- **TASK STATEMENT**:
Every record below should be transcribed exactly. Omit the images.

-=-=-=-=-

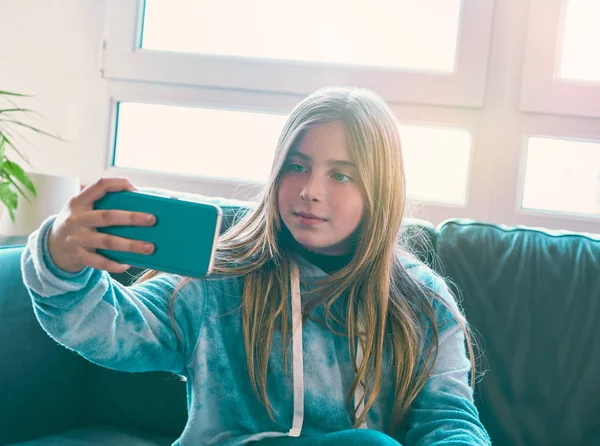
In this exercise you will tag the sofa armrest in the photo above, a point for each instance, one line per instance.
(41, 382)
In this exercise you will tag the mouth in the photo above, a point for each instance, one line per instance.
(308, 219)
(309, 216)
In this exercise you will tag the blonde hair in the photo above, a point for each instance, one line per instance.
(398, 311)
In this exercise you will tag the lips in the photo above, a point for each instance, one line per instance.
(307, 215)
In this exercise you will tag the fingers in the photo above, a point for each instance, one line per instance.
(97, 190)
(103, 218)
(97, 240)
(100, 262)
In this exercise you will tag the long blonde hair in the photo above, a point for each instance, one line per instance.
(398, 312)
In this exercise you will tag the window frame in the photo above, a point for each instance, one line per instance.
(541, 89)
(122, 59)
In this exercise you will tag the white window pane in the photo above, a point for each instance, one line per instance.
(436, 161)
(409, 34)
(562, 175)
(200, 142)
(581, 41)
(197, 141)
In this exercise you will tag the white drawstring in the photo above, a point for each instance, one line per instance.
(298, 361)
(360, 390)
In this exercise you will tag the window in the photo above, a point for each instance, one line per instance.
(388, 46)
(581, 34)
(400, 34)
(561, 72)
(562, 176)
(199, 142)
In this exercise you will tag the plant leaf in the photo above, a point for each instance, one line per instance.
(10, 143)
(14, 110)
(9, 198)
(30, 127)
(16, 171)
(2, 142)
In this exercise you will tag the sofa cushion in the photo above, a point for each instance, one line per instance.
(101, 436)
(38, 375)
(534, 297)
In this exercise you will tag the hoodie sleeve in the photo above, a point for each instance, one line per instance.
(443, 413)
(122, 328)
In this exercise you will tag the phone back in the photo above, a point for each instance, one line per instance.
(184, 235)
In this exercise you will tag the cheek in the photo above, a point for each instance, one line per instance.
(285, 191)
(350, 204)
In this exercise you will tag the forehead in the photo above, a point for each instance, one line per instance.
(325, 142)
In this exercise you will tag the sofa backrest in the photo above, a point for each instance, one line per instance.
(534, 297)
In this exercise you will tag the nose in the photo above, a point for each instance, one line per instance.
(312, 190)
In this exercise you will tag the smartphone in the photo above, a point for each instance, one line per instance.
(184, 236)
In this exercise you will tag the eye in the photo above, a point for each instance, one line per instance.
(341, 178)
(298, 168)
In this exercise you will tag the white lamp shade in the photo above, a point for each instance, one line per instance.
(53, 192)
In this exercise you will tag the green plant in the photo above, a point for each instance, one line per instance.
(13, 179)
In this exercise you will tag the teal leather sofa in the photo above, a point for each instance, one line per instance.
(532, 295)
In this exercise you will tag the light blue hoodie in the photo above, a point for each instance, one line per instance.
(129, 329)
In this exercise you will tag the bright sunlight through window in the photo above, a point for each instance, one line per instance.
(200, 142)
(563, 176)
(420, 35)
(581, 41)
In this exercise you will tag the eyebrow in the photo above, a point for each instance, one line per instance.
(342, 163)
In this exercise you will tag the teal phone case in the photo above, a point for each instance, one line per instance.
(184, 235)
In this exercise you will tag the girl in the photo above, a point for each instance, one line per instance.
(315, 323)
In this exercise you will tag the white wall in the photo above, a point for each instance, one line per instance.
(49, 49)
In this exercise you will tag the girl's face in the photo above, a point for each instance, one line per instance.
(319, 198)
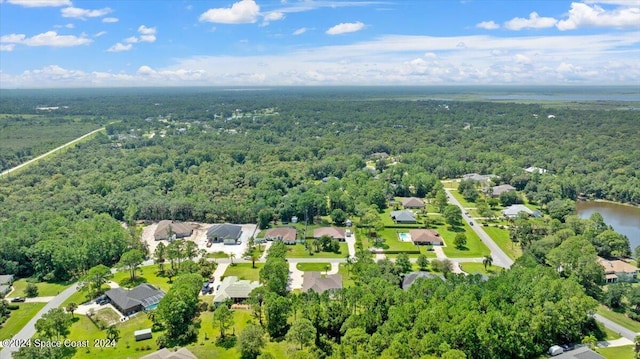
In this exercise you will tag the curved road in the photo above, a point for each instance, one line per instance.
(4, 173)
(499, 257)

-=-=-=-=-

- **EXPECTED ANSWER**:
In this exercise you will tag the sofa armrest in the photo above, a point for each instance, one line per instance.
(41, 382)
In this exercise you will tag the mouth in the photo above, a point for each instance, one line per instance.
(308, 219)
(309, 216)
In this exercise you will tag the blonde hair in the photo above, a point for each instance, one line per instance.
(398, 311)
In this exercise you will tag the lips in the photo above, a point for each instance, one line per instance.
(307, 215)
In this exercise you will tag the fingers in the photo above, a point for each instance, one line per instance.
(97, 190)
(103, 218)
(97, 240)
(100, 262)
In this exercise you will tag the long blonde hair in the photo above, a point for each instance, one line per instance.
(398, 312)
In this exercise you will tag the window frame in the photo above, a point for each instance, one line per instance.
(541, 89)
(122, 59)
In this exercise you will tag the white window pane in the photo above, a point for each instance, one line per instance.
(436, 161)
(409, 34)
(562, 175)
(200, 142)
(581, 41)
(197, 141)
In this exercise you will tag the white drawstring in the photo above, a point for each instance, one line per instance.
(298, 361)
(360, 390)
In this exercise you will tag the window in the photo above, a point for each instance, one line per instance.
(388, 46)
(581, 34)
(400, 34)
(561, 72)
(562, 176)
(199, 142)
In this exercise you will tag the plant leaf in the photo above, a point for each instance, one line per instance.
(10, 143)
(14, 110)
(9, 198)
(30, 127)
(16, 171)
(2, 142)
In this exercise you will tag the sofa cushion in the photo above, a point for each instance, one line per instance.
(101, 436)
(38, 375)
(534, 297)
In this exercise you will tag the hoodie sleeve in the photo above, a point for each instance, one line per instance.
(443, 413)
(122, 328)
In this exercise you will tag the phone back in the photo above, a point for each instance, one line per instance.
(184, 235)
In this exercise you will tag the cheek in the photo above, a point for each instance, one line per instance.
(285, 191)
(350, 204)
In this exercise you will tag the forehead in the photo above, a point for each instance, one line per instance.
(325, 142)
In this exercise you will tag the sofa backrest in the photo above, a point for each instance, one line per instance.
(534, 297)
In this exercise you will tag the nose in the photo above, a point for each instance, one line per instance.
(312, 190)
In this exercise you will tag the smartphone in the photo above, a point for each instance, one line per instance.
(184, 236)
In this exercise you will tag the eye in the photo above, a point for each instance, one line per instance.
(341, 178)
(298, 168)
In this exercise you will tag the white lamp shade in the photo above, a point for each instance, one line per instance.
(53, 192)
In this exercise you will tag the green plant in the photo above, a point for each instance, one line per instance.
(13, 179)
In this exercise you will tag the teal leather sofa in the photo above, a point for each instance, one line per instance.
(532, 295)
In this exercise you will tag the light blue hoodie in the photo above, a point for each instance, one line per instance.
(129, 329)
In this exercise you will tag the bright sunlight through window in the photo above, a point for each instance, one line per instance.
(200, 142)
(563, 176)
(420, 35)
(581, 41)
In this exercise you will tag the eyebrow in the photo above, a point for each instance, one line per instance.
(342, 163)
In this exercise you will tag the teal phone case in the photo above, a point for each instance, one line per instance.
(184, 235)
In this exercise you will tag the girl in the photo above, a point for each instance, one line per instance.
(315, 323)
In this exercise you will tag the white wall in the photo above, a point for each instance, one line per instance.
(49, 49)
In this exercise you will tag the girl's face in the photo above, a point for each instance, one line per instance.
(319, 198)
In this exercise you will tag the curved road in the photo above, a point for each instance, one line per instance.
(4, 173)
(499, 257)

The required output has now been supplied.